====== 数据行 ======

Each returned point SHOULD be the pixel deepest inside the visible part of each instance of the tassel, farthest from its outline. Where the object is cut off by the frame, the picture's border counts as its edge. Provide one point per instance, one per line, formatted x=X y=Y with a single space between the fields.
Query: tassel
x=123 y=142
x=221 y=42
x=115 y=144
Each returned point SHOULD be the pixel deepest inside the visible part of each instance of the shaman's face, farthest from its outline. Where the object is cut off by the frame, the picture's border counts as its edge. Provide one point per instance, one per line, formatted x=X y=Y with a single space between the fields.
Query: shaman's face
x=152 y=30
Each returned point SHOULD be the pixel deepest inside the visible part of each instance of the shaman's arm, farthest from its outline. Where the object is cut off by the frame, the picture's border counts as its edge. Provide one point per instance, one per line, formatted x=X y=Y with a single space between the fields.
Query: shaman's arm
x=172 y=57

======

** 你的任务 **
能把上面的全部材料一字不改地逐行返回吗？

** 回复 **
Each returned point SHOULD be the pixel deepest inside the visible part of each instance of the tassel, farthest from its outline. Where the object is cut off by the frame, the picture's border counts as its edge. Provide one point per instance, one per line, formatted x=X y=Y with a single space between the fields.
Query: tassel
x=123 y=142
x=221 y=42
x=115 y=144
Each returned point SHOULD be the pixel deepest inside the visible part of each instance of the shaman's face, farthest from its outline. Where the object is cut off by the frame, the picture's border counts as its edge. Provide one point per instance, one per line, formatted x=X y=Y with a single space between the fields.
Query: shaman's face
x=152 y=30
Each returned point SHOULD be the pixel deepest inside the visible part of each instance of the shaman's arm, farthest from its outline. Where the object is cut off by the frame, the picture's border counts as its edge. Provide one point per instance, one per line, formatted x=X y=Y with a single space between the fields.
Query: shaman's arm
x=172 y=57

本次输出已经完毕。